Rows from a pointing dataset:
-- start --

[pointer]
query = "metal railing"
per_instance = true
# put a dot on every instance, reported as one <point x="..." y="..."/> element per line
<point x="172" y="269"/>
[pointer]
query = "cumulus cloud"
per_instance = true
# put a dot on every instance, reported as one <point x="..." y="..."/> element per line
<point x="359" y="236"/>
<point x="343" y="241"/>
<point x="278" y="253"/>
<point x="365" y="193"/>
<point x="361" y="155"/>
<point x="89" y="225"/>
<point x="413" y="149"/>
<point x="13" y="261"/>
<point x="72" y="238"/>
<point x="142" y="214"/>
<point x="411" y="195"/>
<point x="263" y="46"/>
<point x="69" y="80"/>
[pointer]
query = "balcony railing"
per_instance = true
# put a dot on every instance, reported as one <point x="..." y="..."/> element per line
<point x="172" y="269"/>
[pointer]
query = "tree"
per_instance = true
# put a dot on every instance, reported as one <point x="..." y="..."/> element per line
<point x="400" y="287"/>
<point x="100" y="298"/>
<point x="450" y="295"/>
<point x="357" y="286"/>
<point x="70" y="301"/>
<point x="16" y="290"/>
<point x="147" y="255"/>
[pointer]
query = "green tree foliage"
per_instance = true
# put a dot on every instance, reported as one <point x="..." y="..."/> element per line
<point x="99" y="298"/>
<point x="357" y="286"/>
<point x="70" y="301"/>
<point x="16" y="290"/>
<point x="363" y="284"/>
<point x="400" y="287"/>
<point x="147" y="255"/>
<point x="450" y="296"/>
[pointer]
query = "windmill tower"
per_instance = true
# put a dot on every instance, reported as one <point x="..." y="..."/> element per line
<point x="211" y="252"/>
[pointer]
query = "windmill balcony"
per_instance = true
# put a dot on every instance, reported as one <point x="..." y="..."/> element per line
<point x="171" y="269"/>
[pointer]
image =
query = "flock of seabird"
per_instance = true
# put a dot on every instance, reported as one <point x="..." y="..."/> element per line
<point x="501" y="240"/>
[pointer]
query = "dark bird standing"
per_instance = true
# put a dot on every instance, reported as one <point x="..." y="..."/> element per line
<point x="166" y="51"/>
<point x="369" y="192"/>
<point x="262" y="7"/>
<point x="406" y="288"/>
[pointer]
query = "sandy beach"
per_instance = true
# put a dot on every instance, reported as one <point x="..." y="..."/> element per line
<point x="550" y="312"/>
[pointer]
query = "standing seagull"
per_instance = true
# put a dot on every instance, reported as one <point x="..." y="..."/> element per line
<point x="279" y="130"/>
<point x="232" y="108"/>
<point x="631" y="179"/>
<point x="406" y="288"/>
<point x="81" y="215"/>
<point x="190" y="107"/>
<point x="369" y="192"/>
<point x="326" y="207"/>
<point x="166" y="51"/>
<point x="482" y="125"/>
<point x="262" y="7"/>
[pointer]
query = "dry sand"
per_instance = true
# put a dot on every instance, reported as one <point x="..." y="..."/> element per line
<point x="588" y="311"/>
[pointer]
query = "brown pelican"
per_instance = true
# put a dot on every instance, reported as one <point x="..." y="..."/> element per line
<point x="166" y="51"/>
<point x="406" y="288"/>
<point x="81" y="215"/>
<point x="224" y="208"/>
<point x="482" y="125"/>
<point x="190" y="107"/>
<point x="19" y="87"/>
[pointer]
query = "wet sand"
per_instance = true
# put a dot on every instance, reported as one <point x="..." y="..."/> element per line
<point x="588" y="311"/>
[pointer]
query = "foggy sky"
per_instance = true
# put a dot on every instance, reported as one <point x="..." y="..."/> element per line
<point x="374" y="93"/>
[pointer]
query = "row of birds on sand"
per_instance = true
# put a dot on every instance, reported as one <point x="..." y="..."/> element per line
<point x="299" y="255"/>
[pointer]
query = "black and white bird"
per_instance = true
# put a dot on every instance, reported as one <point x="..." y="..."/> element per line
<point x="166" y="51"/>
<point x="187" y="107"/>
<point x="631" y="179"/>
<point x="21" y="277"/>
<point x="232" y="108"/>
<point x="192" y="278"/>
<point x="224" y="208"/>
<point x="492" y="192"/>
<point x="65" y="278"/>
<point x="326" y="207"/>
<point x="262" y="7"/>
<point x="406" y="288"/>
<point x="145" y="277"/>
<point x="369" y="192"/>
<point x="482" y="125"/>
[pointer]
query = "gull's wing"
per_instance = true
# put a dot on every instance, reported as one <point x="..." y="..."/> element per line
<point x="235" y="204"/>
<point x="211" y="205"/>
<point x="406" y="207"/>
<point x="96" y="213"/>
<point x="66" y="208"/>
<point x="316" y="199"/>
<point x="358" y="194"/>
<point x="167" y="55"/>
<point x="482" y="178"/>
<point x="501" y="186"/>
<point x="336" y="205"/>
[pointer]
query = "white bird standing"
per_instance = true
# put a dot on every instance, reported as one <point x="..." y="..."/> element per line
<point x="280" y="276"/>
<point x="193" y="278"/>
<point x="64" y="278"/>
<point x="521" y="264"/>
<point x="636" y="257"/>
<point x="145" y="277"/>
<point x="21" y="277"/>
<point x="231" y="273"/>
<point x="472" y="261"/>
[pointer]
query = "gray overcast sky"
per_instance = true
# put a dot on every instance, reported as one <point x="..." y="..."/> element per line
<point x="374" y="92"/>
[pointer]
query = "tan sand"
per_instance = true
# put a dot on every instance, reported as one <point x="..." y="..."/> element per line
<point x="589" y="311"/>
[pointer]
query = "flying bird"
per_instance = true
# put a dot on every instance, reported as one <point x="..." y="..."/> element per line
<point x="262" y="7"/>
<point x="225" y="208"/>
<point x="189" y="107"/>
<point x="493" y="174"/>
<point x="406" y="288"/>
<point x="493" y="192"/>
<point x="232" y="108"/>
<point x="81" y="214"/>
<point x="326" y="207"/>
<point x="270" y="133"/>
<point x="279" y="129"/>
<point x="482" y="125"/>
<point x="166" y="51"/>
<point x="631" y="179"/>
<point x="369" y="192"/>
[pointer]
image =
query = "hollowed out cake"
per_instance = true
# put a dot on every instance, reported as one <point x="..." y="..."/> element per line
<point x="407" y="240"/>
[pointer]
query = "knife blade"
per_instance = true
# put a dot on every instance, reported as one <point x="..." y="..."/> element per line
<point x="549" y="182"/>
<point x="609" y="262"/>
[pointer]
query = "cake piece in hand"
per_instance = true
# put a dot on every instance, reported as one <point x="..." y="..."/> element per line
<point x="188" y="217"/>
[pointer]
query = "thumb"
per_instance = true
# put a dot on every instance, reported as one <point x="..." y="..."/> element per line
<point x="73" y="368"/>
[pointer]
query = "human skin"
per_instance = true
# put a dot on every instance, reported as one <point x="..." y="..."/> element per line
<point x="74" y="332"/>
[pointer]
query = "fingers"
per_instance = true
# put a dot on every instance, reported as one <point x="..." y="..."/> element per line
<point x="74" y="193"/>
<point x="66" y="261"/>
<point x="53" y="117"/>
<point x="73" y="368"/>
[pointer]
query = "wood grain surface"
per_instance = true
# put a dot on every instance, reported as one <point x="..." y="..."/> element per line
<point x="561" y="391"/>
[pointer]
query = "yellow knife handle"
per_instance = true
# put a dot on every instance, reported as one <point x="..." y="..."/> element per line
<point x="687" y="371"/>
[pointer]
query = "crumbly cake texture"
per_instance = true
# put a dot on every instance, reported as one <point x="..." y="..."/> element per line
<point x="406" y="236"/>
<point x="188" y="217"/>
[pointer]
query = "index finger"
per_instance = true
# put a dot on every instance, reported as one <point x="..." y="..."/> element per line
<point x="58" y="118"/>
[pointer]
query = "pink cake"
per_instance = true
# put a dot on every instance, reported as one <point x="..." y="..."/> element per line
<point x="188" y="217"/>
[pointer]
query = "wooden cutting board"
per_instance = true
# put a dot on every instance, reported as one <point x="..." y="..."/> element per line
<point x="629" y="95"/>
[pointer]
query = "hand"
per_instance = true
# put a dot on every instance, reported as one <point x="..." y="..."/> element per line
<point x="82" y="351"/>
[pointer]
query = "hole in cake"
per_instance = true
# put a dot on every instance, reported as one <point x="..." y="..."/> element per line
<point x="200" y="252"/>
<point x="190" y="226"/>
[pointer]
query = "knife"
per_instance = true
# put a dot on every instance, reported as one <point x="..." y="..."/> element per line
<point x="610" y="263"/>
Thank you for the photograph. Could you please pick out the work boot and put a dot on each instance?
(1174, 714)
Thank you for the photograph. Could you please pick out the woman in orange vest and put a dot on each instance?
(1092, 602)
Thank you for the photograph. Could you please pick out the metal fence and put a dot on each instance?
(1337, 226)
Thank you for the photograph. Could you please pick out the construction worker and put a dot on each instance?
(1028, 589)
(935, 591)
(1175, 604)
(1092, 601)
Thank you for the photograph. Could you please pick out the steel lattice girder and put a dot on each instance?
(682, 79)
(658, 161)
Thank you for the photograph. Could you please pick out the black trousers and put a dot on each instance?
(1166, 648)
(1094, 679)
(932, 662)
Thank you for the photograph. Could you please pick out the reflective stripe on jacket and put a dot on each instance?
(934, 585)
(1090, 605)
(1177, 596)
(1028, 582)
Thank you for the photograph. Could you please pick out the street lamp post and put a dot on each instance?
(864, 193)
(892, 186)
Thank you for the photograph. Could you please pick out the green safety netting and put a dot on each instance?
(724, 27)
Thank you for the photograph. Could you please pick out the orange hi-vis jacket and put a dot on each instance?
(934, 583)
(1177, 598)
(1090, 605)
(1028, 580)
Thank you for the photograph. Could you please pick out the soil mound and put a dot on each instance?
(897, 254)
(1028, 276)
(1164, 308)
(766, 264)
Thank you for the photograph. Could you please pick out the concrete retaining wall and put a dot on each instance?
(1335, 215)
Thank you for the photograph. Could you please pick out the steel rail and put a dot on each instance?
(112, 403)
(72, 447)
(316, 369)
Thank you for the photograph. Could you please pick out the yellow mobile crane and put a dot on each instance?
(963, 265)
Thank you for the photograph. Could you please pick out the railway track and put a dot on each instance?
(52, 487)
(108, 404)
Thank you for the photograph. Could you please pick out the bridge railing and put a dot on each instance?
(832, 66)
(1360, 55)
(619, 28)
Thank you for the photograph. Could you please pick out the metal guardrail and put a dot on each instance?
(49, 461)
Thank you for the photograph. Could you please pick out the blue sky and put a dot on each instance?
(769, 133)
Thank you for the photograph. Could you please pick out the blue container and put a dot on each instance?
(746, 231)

-- end --

Exercise prompt:
From the "crane and put a dot on each instance?" line to the close of the listing, restate each line word for word.

Full solution:
Thank you for the photograph. Could you please pick out the yellow mobile crane and put a dot on each instance?
(963, 265)
Thank you for the photograph. Could you please pick out the railway track and put a dot on each instance?
(52, 487)
(108, 404)
Thank you for the photograph. Could you please pick out the bridge railing and put a dot on each instance?
(832, 66)
(1360, 55)
(619, 28)
Thank you for the photograph. Could you please pick out the metal guardrail and put a dot on each instance?
(49, 461)
Thank you for the photograph. Could you please pick out the blue sky and put a dot on each instance?
(769, 133)
Thank you for the photograph. Could you please pick out the blue container and put a dot on each instance?
(746, 231)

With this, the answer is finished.